__Exercise objective__
List each line below that contains the word "trunk", with case counting.

-- Begin --

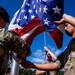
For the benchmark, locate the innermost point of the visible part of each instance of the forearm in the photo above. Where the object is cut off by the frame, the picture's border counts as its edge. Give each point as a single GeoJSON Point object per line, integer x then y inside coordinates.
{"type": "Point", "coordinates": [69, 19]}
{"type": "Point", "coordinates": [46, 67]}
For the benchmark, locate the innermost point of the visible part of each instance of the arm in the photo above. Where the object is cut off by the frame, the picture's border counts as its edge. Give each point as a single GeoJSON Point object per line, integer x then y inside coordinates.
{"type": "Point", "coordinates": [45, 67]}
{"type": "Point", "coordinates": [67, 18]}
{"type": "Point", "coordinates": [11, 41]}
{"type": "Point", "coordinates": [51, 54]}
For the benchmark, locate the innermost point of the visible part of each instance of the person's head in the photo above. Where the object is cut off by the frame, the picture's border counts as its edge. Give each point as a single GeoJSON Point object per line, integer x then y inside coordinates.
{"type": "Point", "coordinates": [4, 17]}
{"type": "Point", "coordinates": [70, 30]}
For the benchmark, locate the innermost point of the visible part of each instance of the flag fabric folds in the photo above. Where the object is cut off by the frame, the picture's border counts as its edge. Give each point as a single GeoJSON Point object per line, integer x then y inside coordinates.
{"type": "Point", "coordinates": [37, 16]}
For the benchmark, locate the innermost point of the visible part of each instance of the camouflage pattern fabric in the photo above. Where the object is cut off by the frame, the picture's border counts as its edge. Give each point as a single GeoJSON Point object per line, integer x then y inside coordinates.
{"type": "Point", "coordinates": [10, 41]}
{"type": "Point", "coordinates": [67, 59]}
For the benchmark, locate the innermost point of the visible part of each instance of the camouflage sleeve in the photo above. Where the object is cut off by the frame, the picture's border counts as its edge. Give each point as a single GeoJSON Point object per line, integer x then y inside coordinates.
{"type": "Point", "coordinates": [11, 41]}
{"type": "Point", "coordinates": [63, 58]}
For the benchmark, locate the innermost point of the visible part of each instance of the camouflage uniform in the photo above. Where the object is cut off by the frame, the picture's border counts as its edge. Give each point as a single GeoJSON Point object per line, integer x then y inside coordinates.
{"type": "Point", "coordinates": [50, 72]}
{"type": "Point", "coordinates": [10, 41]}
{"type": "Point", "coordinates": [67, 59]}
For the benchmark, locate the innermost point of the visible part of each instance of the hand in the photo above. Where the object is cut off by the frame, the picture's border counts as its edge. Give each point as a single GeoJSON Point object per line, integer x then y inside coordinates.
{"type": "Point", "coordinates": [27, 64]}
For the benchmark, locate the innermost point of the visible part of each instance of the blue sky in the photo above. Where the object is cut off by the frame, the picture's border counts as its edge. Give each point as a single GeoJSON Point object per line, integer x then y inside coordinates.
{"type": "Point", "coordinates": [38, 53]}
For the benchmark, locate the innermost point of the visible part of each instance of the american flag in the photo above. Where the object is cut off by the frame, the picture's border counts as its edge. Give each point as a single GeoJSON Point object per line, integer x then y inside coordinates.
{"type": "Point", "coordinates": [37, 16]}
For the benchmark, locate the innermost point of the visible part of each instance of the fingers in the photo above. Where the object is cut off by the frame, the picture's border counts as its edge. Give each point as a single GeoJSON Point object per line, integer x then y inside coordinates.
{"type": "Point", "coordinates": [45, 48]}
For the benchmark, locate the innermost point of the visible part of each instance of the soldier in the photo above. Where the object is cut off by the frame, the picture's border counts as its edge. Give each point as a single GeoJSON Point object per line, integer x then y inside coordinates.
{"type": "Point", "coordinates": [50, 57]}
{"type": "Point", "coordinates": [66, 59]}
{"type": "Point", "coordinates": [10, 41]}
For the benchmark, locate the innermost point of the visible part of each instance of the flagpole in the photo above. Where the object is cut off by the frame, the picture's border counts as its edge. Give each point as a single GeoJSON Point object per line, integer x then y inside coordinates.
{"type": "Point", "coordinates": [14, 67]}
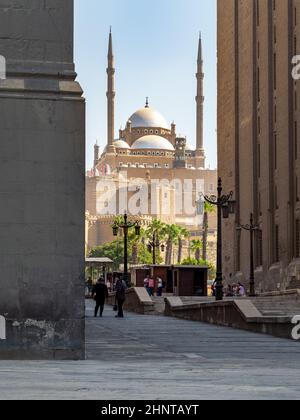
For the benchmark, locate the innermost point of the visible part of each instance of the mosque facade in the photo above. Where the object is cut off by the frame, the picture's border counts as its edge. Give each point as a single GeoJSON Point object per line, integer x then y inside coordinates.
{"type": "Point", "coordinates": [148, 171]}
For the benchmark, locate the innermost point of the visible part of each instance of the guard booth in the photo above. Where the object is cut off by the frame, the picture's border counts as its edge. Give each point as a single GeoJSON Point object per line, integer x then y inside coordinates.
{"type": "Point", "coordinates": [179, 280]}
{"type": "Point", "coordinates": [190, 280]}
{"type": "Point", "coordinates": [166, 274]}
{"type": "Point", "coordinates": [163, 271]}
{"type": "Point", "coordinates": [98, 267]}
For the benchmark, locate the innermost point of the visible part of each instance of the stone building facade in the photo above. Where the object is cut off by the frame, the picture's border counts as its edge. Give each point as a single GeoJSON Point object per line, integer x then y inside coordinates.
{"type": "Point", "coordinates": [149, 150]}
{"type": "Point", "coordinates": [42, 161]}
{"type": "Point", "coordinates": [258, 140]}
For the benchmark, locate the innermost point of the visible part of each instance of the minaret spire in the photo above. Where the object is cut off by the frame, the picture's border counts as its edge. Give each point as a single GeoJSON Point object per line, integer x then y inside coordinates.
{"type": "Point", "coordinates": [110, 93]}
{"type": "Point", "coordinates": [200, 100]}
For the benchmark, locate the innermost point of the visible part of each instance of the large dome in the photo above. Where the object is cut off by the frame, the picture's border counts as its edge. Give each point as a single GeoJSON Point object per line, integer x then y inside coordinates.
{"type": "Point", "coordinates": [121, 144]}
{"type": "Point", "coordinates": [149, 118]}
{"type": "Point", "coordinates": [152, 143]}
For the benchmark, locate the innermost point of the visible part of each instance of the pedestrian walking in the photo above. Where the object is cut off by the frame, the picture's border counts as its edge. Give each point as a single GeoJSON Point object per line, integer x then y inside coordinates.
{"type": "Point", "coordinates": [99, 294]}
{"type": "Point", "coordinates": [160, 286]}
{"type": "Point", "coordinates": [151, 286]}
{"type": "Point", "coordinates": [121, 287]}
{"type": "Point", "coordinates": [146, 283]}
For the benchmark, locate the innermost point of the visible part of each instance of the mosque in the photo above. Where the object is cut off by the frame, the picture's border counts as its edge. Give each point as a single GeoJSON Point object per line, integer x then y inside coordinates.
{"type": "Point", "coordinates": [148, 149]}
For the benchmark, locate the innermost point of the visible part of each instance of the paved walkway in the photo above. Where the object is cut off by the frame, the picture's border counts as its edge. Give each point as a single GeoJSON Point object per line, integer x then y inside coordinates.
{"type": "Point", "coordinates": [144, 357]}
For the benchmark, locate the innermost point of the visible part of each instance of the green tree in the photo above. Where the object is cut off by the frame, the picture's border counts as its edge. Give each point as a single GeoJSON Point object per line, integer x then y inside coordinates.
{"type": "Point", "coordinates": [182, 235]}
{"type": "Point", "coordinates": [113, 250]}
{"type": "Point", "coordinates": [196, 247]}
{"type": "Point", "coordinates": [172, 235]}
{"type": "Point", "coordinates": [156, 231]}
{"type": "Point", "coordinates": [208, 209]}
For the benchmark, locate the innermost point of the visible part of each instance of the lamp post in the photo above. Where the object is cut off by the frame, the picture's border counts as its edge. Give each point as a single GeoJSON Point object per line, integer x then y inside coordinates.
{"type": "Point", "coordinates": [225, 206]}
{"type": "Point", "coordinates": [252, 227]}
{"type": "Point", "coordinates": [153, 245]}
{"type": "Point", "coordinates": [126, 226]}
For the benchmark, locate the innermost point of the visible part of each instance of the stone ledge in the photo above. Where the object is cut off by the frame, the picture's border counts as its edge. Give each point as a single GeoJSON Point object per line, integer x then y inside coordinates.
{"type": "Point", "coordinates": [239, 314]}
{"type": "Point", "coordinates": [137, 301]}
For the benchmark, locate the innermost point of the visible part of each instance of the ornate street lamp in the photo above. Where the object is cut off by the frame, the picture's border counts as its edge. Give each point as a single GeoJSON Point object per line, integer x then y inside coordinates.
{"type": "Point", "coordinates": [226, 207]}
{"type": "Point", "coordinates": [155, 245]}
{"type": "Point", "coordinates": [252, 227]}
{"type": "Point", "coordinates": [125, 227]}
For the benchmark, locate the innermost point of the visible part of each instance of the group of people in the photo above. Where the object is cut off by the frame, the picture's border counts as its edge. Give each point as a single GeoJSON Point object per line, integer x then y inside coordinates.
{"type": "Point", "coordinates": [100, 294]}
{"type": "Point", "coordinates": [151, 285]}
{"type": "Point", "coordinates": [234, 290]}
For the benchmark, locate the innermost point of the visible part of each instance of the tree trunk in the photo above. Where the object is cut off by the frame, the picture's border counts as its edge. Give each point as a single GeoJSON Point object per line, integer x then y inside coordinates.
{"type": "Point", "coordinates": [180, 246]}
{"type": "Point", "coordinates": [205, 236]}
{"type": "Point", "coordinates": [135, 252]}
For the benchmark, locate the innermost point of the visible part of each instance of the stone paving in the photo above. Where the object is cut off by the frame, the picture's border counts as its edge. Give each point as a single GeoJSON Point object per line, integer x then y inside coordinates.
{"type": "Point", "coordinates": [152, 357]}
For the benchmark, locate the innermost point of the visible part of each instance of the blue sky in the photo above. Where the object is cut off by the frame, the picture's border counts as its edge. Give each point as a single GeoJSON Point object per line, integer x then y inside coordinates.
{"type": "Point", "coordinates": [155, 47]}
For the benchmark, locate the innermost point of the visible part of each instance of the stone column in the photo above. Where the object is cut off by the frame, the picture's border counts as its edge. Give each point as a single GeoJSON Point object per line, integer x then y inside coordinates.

-- End --

__In response__
For the benchmark, locate the innermost point of the visible part of each instance of the tree trunk in the photo above. Where the object is cut off by the frame, the picture's border counts as its edge. Give each point as a single GeoJSON Point object per line, integer x then y inside coordinates.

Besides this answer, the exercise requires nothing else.